No pictures, nothing altered: return the data below.

======

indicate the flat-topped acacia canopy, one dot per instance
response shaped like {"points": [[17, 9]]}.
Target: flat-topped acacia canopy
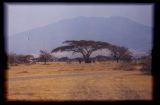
{"points": [[84, 47]]}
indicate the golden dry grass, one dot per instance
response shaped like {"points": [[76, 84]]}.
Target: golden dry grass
{"points": [[118, 85]]}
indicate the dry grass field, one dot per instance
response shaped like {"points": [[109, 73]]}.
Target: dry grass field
{"points": [[62, 81]]}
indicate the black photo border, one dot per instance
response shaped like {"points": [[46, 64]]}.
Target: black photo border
{"points": [[155, 52]]}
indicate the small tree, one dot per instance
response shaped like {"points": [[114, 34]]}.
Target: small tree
{"points": [[12, 59], [45, 56], [120, 53]]}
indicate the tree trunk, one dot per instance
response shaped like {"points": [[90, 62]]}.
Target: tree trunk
{"points": [[87, 59]]}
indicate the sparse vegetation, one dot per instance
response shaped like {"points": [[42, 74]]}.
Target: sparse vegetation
{"points": [[105, 84], [45, 56]]}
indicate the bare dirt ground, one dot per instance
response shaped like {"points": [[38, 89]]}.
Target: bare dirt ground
{"points": [[62, 81]]}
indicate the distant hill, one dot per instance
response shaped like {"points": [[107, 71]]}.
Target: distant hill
{"points": [[117, 30]]}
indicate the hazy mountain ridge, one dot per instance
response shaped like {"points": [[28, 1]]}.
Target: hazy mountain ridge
{"points": [[116, 30]]}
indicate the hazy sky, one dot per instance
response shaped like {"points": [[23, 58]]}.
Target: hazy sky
{"points": [[22, 17]]}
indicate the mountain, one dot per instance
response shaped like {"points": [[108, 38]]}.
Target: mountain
{"points": [[116, 30]]}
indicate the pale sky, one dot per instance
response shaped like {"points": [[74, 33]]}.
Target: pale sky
{"points": [[23, 17]]}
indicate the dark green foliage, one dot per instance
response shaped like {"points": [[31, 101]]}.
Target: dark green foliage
{"points": [[84, 47]]}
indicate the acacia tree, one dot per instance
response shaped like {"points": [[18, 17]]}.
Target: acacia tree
{"points": [[84, 47], [120, 53], [45, 56]]}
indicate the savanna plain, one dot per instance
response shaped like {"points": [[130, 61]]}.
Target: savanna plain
{"points": [[60, 81]]}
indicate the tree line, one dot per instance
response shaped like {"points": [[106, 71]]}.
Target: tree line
{"points": [[86, 49]]}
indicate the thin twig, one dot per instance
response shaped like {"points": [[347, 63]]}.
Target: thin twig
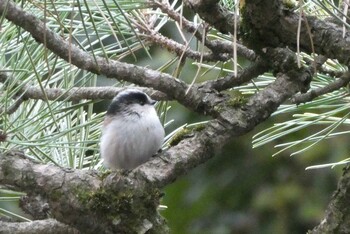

======

- **Answer for the task**:
indicate the flat-topped acacia canopy, one dot per instance
response shaped like {"points": [[17, 9]]}.
Target: flat-topped acacia canopy
{"points": [[84, 47]]}
indicate the golden dry grass, one dot per instance
response shaped like {"points": [[76, 84]]}.
Target: golden dry grass
{"points": [[118, 85]]}
indicate the dry grass field, one dot per instance
response shaped like {"points": [[109, 73]]}.
Target: dry grass field
{"points": [[62, 81]]}
indicate the black photo border, one dot per instance
response shaped like {"points": [[46, 64]]}.
Target: black photo border
{"points": [[155, 52]]}
indicate the small tree, one dot per instance
response shaped like {"points": [[114, 34]]}.
Target: small tree
{"points": [[12, 59], [45, 56], [120, 53]]}
indicate the tree trunk, one dot per instance
response shaped like {"points": [[90, 62]]}.
Target: tree trunk
{"points": [[87, 59]]}
indicate the sparse vegetation, one dot per instance
response shaped like {"points": [[42, 74]]}.
Target: sparse vegetation
{"points": [[105, 84], [45, 56]]}
indicate the bare dirt ground, one dot per instance
response shaped like {"points": [[38, 89]]}.
Target: bare dirt ground
{"points": [[62, 81]]}
indicate the distant hill, one dot per instance
response shaped like {"points": [[107, 71]]}.
Target: distant hill
{"points": [[117, 30]]}
indicate the hazy mountain ridge, one dot per instance
response shaped like {"points": [[28, 1]]}.
Target: hazy mountain ridge
{"points": [[116, 30]]}
indicate the hazy sky, one dot per instance
response shaped like {"points": [[23, 58]]}.
Target: hazy sky
{"points": [[22, 17]]}
indicate the mountain, one dot per instance
response shaped like {"points": [[108, 38]]}.
Target: mountain
{"points": [[116, 30]]}
indicate the pale sky, one dot per instance
response shaped like {"points": [[74, 33]]}.
Target: pale sky
{"points": [[23, 17]]}
indicate the dark green foliage, one dot per instance
response shaped like {"points": [[31, 101]]}.
Target: dark green foliage
{"points": [[84, 47]]}
indicate the acacia tree, one dot per instance
response shaped like {"points": [[18, 17]]}.
Target: acacia tree
{"points": [[84, 47], [120, 53], [45, 56]]}
indicate the savanna plain, one dot per instance
response shaped like {"points": [[130, 61]]}.
Target: savanna plain
{"points": [[60, 81]]}
indicate the tree line, one dot per instance
response shaped like {"points": [[106, 71]]}.
Target: tree line
{"points": [[86, 49]]}
indicate the thin twig, one dot per instance
response shaped like {"points": [[347, 63]]}.
Target: thin twig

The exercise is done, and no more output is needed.